• _The task_
Reproduce the records below exactly as given.

• _Exercise materials_
######
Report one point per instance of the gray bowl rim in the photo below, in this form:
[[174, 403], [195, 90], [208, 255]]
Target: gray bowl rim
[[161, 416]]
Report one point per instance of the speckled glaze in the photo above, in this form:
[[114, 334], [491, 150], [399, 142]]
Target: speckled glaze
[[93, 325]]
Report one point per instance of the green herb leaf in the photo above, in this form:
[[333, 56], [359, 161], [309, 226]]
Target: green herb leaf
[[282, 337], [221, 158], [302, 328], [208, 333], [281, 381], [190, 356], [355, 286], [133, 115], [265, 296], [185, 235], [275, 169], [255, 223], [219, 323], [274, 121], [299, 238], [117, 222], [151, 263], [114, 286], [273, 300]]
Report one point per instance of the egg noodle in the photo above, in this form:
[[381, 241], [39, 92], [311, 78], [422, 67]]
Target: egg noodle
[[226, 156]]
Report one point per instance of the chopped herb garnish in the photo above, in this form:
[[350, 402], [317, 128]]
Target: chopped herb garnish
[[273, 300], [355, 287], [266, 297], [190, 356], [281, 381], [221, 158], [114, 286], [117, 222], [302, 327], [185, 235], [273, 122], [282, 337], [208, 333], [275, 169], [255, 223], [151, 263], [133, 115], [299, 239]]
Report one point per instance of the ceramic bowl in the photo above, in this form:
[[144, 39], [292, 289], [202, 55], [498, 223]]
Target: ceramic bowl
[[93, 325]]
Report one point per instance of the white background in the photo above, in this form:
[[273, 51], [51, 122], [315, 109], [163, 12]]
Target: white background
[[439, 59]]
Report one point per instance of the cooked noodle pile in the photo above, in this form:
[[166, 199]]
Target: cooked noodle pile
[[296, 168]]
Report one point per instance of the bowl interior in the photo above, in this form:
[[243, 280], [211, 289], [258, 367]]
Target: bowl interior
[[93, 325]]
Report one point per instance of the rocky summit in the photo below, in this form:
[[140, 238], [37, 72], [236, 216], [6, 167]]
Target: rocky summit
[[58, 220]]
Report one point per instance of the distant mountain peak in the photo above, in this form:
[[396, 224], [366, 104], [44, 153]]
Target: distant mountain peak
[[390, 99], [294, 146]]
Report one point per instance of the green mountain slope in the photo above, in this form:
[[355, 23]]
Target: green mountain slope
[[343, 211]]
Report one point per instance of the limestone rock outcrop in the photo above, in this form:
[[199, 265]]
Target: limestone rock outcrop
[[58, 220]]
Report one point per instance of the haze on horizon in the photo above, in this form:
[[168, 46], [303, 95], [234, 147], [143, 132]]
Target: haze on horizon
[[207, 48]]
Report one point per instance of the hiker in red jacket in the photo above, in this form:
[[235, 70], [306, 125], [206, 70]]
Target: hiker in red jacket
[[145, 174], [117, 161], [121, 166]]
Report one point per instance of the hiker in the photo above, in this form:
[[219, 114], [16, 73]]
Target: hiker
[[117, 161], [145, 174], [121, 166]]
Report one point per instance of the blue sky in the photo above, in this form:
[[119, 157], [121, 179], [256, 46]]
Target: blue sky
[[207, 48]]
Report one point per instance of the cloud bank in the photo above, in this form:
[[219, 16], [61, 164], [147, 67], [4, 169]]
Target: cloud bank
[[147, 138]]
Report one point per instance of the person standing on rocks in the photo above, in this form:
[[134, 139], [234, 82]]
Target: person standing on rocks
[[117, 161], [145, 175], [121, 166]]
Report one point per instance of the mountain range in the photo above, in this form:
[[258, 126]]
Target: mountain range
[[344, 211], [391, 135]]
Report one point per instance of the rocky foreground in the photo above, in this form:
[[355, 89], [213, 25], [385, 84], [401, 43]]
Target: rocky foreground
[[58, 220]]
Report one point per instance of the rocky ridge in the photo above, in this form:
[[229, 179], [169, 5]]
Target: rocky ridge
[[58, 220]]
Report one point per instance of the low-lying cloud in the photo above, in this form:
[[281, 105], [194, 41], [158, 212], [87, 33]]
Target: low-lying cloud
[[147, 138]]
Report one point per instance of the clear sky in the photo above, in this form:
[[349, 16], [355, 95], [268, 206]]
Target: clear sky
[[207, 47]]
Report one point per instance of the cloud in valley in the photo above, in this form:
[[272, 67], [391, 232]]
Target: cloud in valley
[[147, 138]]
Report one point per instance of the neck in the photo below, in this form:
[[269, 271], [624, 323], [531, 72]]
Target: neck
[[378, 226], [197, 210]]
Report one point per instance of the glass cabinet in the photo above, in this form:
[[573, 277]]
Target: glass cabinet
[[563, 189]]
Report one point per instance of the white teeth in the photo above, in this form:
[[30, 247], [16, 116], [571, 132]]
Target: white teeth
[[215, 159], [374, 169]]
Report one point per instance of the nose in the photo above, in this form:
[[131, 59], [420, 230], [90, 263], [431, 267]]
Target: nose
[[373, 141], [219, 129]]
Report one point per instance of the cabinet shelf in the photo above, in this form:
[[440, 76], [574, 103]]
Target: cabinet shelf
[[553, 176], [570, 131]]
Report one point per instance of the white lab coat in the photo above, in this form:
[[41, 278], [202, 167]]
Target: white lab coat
######
• _Answer box_
Report one point per instance of the gray bowl rim in the photo below, in this form:
[[174, 403], [195, 90], [208, 255]]
Target: gray bowl rim
[[161, 416]]
Report one point per instance of the speckled glaze in the photo above, in this form:
[[114, 334], [491, 150], [399, 142]]
Target: speckled glaze
[[93, 325]]
Report one point per instance of the green herb leaf in the photo above, in this form:
[[333, 56], [359, 161], [309, 226]]
Target: green herb leaf
[[282, 337], [221, 158], [302, 328], [208, 333], [281, 381], [190, 356], [355, 286], [133, 115], [265, 296], [185, 235], [275, 169], [255, 223], [219, 323], [274, 121], [299, 238], [117, 222], [151, 263], [114, 286], [273, 300]]
Report one point per instance of the egg noodle in the photo above, in this form:
[[381, 241], [39, 92], [311, 78], [422, 67]]
Target: egg noodle
[[226, 156]]
Report one point per instance of the chopped herb garnish in the photo above, in this form:
[[350, 402], [317, 128]]
Target: chopped herb garnish
[[273, 300], [355, 287], [266, 297], [190, 356], [281, 381], [221, 158], [114, 286], [117, 222], [302, 327], [185, 235], [273, 122], [282, 337], [208, 333], [275, 169], [255, 223], [151, 263], [133, 115], [299, 239]]
Report one point per instance of the ceramic bowl in the photo above, in this form:
[[144, 39], [292, 289], [202, 55], [498, 223]]
Target: ceramic bowl
[[93, 325]]
Report one point per instance of the white background in the photo above, in this form:
[[273, 51], [51, 122], [315, 109], [163, 12]]
Target: white background
[[439, 59]]
Report one point per instance of the cooked noodle pile in the photo above, in this form:
[[166, 199]]
Target: cooked noodle pile
[[296, 168]]
Report one point per instance of the bowl interior in the photo above, in this form:
[[243, 280], [211, 289], [258, 367]]
Target: bowl interior
[[93, 325]]
Report one point per instance of the rocky summit in the photo below, in this form:
[[140, 238], [37, 72], [236, 216], [6, 167]]
Target: rocky summit
[[58, 220]]
Report one point per instance of the distant mountain peak in the photo above, in this form:
[[396, 224], [366, 104], [44, 153]]
Target: distant mountain peak
[[390, 99], [294, 146]]
Report one point per instance of the green mountain slope in the photo above, in this form:
[[355, 23]]
Target: green mountain slope
[[343, 211]]
Report one point per instance of the limestone rock outcrop in the photo above, in this form:
[[199, 265]]
Target: limestone rock outcrop
[[58, 220]]
Report one point per instance of the haze on horizon in the photo above, in this form:
[[168, 46], [303, 95], [234, 147], [143, 132]]
Target: haze on horizon
[[207, 48]]
Report one point per instance of the hiker in red jacket in the photo above, in this form:
[[235, 70], [306, 125], [206, 70]]
Target: hiker in red jacket
[[145, 174], [117, 161], [121, 166]]
Report one point per instance of the hiker in the photo above, in this form:
[[219, 114], [16, 73]]
Target: hiker
[[117, 161], [145, 174], [121, 166]]
Report one point per instance of the blue sky in the photo above, in this form:
[[119, 157], [121, 179], [256, 46]]
Target: blue sky
[[207, 48]]
Report one point per instance of the cloud bank in the photo above, in this form:
[[219, 16], [61, 164], [147, 67], [4, 169]]
Target: cloud bank
[[147, 138]]
Report one point per instance of the person standing on rocks in the photo above, in this form:
[[134, 139], [234, 82]]
Target: person standing on rocks
[[117, 161], [145, 175], [121, 166]]
Report one point per instance of the mountain range in the photo above, in this form:
[[258, 126]]
Target: mountain range
[[344, 211], [391, 135]]
Report one point per instance of the rocky foreground in the photo above, in this form:
[[355, 89], [213, 25], [385, 84], [401, 43]]
Target: rocky foreground
[[58, 220]]
Report one point per instance of the rocky ridge in the photo above, in this form:
[[229, 179], [169, 5]]
Target: rocky ridge
[[58, 220]]
Report one point per instance of the low-lying cloud in the photo above, in this form:
[[281, 105], [194, 41], [158, 212], [87, 33]]
Target: low-lying cloud
[[147, 138]]
Report one point per instance of the clear sky in the photo above, in this form:
[[349, 16], [355, 95], [268, 206]]
Target: clear sky
[[207, 47]]
Report one point per instance of the cloud in valley in the photo above, in this form:
[[272, 67], [391, 232]]
Target: cloud in valley
[[147, 138]]
Report one point per instance of the neck in the photo below, in this form:
[[269, 271], [624, 323], [531, 72]]
Target: neck
[[378, 226], [197, 210]]
Report one point per instance of the glass cabinet in the photo above, in this form:
[[573, 277]]
Target: glass cabinet
[[563, 189]]
Report one point per instance of the white teeth in the photo above, in this form:
[[30, 247], [16, 116], [571, 132]]
Target: white teeth
[[215, 159], [374, 169]]
Report one point per instance of the nose in the photo above, in this form:
[[131, 59], [420, 230], [90, 263], [431, 267]]
Target: nose
[[373, 141], [219, 129]]
Report one point per instance of the cabinet shelf in the photo above, in this form:
[[440, 76], [574, 103]]
Target: cabinet shelf
[[553, 176], [570, 131]]
Report one point per instance of the white lab coat in the photo above, in this form:
[[41, 278], [202, 167]]
Target: white lab coat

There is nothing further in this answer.